● **Text to read**
Re: How to deal with Large Monthly Data set 7GB fo... - Qlik Community

Anonymous · ‎2017-12-04

I'm relatively new to QlikView and have come into a new job where an existing implementation of a Qlikview solution is ingesting 7GB's of Monthly data from a SAS platform with 200+ attributes/columns for self-service reporting. The result has been poor Qlikview query performance and negative end users sentiment towards the QlikView product.

Assuming I cant do anything about reducing the number of measures and dimensions that have to be available for self-service reporting solution; how does one best utilise QlikSence to optimise performance? I can't help but feel the problem lies with the manner in which the solution was implemented more than the tool itself.

Can someone please send me some reference material on how a Qlikview self-service solution should be designed and how to navigate around common pitfalls associated with large data sets required for self-service solutions?

Additional Questions:

1. Can one break up the size of the dataset and send it as parts rather than one giant CSV?

2. Can one use ODBC instead of CSV? I'm being told that by the team that delivered the solution that a single CSV was the only way they could load the data and that loading the equivalent dataset via an ODBC was taking 7-8 hours...they've stated that they have used the latest ODBC drivers.

3. Can Qlikviews flat file be broken down to smaller data sets on the Qlikview back-end before being presented to the dashboard that requires only a subset of its data; or does every dashboard in a Self Service solution share a single superset?

● **Dataset records**
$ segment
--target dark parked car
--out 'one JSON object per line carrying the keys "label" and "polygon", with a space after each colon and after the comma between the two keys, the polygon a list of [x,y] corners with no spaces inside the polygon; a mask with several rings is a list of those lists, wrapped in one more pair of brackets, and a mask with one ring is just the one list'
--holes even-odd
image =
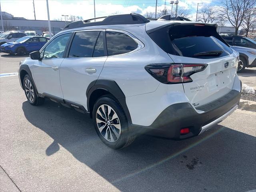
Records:
{"label": "dark parked car", "polygon": [[222,38],[230,45],[256,49],[256,42],[248,37],[233,35],[222,36]]}
{"label": "dark parked car", "polygon": [[4,53],[22,55],[40,50],[49,39],[40,36],[26,36],[14,42],[3,44],[0,50]]}

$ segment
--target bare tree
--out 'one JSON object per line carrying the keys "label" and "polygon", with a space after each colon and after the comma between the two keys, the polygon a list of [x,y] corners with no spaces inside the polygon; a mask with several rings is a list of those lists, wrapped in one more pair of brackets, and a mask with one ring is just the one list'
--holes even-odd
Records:
{"label": "bare tree", "polygon": [[82,20],[83,18],[80,16],[75,16],[74,15],[70,15],[68,18],[68,20],[71,22],[78,21],[79,20]]}
{"label": "bare tree", "polygon": [[157,13],[158,17],[160,17],[164,15],[168,15],[168,13],[169,13],[170,12],[170,10],[167,8],[166,6],[165,5],[163,9],[160,9],[158,10]]}
{"label": "bare tree", "polygon": [[148,11],[144,14],[144,16],[148,19],[154,18],[154,13],[153,12],[149,12]]}
{"label": "bare tree", "polygon": [[255,28],[256,23],[256,7],[248,9],[244,14],[244,18],[242,23],[242,26],[246,32],[246,36],[248,36],[249,31]]}
{"label": "bare tree", "polygon": [[238,28],[242,24],[247,9],[255,4],[255,0],[222,0],[222,16],[226,18],[236,28],[237,35]]}
{"label": "bare tree", "polygon": [[178,8],[177,16],[180,17],[188,17],[190,14],[189,9],[185,9],[183,7],[179,6]]}
{"label": "bare tree", "polygon": [[208,6],[198,11],[197,20],[203,23],[212,23],[217,20],[217,17],[214,7]]}

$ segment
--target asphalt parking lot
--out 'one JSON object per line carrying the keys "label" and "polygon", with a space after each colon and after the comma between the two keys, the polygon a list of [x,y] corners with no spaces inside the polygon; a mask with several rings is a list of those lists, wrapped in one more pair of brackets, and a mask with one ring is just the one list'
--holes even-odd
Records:
{"label": "asphalt parking lot", "polygon": [[[0,54],[0,73],[25,57]],[[256,74],[240,75],[255,86]],[[238,109],[198,136],[141,135],[115,150],[89,116],[48,100],[32,106],[18,76],[0,78],[1,191],[255,192],[256,137],[256,112]]]}

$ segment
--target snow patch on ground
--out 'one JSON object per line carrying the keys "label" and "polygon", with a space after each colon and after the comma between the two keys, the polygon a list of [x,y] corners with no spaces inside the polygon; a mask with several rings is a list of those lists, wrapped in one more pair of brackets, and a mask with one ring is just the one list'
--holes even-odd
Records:
{"label": "snow patch on ground", "polygon": [[250,93],[255,94],[255,90],[252,87],[243,83],[242,85],[242,94],[250,94]]}

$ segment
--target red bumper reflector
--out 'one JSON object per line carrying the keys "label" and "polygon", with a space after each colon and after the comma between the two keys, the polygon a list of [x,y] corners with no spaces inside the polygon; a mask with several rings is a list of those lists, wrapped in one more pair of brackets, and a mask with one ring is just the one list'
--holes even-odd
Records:
{"label": "red bumper reflector", "polygon": [[188,128],[184,128],[180,130],[180,134],[184,134],[189,133],[189,129]]}

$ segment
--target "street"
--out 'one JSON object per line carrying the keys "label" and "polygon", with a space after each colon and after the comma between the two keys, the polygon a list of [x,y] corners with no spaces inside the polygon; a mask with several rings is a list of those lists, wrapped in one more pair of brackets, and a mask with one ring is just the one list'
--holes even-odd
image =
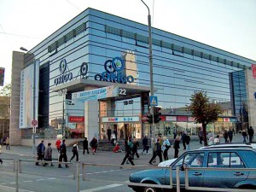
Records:
{"label": "street", "polygon": [[[234,142],[241,142],[241,135],[236,135],[234,137]],[[223,140],[221,143],[224,143]],[[190,143],[190,148],[198,148],[202,145],[199,144],[198,140],[195,139]],[[184,150],[182,144],[180,145],[180,154]],[[71,148],[67,148],[68,160],[72,156]],[[173,157],[173,148],[169,149],[169,159]],[[151,150],[149,154],[142,154],[139,150],[140,157],[135,157],[134,163],[136,166],[150,166],[148,160],[151,158]],[[53,149],[53,158],[55,161],[57,159],[57,151]],[[85,166],[84,169],[85,173],[85,181],[82,177],[82,166],[79,169],[79,191],[104,191],[104,192],[120,192],[132,191],[131,189],[125,184],[129,180],[131,173],[140,170],[147,169],[136,167],[120,168],[120,163],[125,156],[125,153],[113,153],[108,151],[97,151],[95,155],[82,154],[82,150],[79,150],[79,160],[86,164],[94,164],[94,166]],[[73,192],[77,190],[77,180],[74,180],[76,175],[75,164],[69,164],[68,168],[58,168],[57,162],[54,163],[54,166],[35,166],[35,162],[32,157],[32,148],[24,146],[11,146],[10,150],[5,150],[3,148],[1,158],[3,159],[3,164],[0,166],[0,191],[15,191],[15,172],[14,172],[14,160],[11,159],[20,160],[20,166],[19,173],[19,191],[37,191],[37,192]],[[9,159],[9,160],[8,160]],[[159,159],[156,162],[150,166],[155,167],[159,163]],[[107,164],[108,166],[96,166],[98,164]],[[109,166],[113,165],[113,166]],[[127,166],[130,166],[127,165]],[[65,167],[65,166],[62,166]],[[23,189],[23,190],[20,190]]]}

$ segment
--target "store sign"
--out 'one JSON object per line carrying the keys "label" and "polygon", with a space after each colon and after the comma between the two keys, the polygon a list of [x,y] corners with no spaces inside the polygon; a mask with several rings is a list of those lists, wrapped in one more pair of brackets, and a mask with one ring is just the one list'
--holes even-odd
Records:
{"label": "store sign", "polygon": [[121,72],[124,69],[124,61],[120,57],[108,60],[104,63],[105,72],[96,74],[94,79],[97,81],[108,81],[119,84],[133,83],[134,78],[131,75],[126,76]]}
{"label": "store sign", "polygon": [[69,116],[68,121],[72,122],[72,123],[84,122],[84,116]]}
{"label": "store sign", "polygon": [[102,118],[102,123],[115,123],[115,122],[138,122],[140,118],[138,116],[128,116],[128,117],[104,117]]}
{"label": "store sign", "polygon": [[73,93],[72,100],[73,102],[84,102],[88,101],[114,97],[118,96],[119,96],[119,87],[112,85],[108,87],[102,87],[100,89]]}
{"label": "store sign", "polygon": [[253,77],[256,79],[256,64],[252,64]]}
{"label": "store sign", "polygon": [[224,122],[230,122],[230,118],[224,118],[223,121]]}
{"label": "store sign", "polygon": [[177,121],[177,117],[176,116],[166,116],[166,121]]}
{"label": "store sign", "polygon": [[61,73],[61,76],[55,79],[55,85],[66,83],[67,81],[70,81],[73,79],[72,72],[65,73],[66,69],[67,69],[67,61],[65,59],[62,59],[59,65],[59,70]]}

● **Complete the following**
a: Display every line of the listing that contains the string "target", treating uppercase and lowercase letters as different.
b: Carry the QlikView forum post forward from its final sentence.
The QlikView forum post and the listing are unrelated material.

● **Outputs**
a:
--target dark parked car
--target bare tree
--target asphalt parking lot
--target snow patch on ground
--target red bumper reflector
--target "street"
--target "store sign"

b:
4. What additional details would you need to help troubleshoot the cause such a problem? And at what point does one identify the cause of the problem being the infrastructure, not the way the solution was built?

marcus_sommer · ‎2017-12-05

I think you will need to implement an incremental load-approach maybe on multiple csv-slices for example on a daily level or per odbc which would mean a massive reducing of the load-times: Advanced topics for creating a qlik datamodel (last two link-blocks in it).

Further I would check if really all 200+ attributes/columns are necessary within a single application or if it could be logically splitted and of course removing all fields which are not useful for an user like record-id's: Search Recipes | Qlikview Cookbook‌.

The next step will be to look on the number of distinct field-values: The Importance Of Being Distinct.

Of course the datamodel itself will be quite important by larger datasets and should be rather a star-scheme or even a big flat-table. All heavy calculations should be rather implemented within the script so that the ui-expressions could be build with simple sum/count/avg-expressions by avoiding (nested) if-loops, aggr- and interrecord-functions.

I could imagine that in the end from 7 GB of rawdata will remain about 10% within the qvf (without any splitting and/or document-chaining - it's rather the worst-case if the amount of data could really not handled within a single application) and the user-experience regarding to the performance will be quite good.

- Marcus

Anonymous · ‎2017-12-05

Thank you for your response and the respective resources provided; I will give them a read.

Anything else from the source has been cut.